**Dataset items:**
§ §

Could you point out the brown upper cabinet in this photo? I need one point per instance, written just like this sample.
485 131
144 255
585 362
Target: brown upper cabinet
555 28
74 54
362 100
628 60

§ §

**Exercise description:** Reproduce each line of the data without any change.

**Result of the exercise:**
Could you point out the brown upper cabinet in this photo? I need one point per instance, written just like this sample.
485 131
144 255
585 362
Target: brown upper cabinet
555 28
74 54
362 100
628 60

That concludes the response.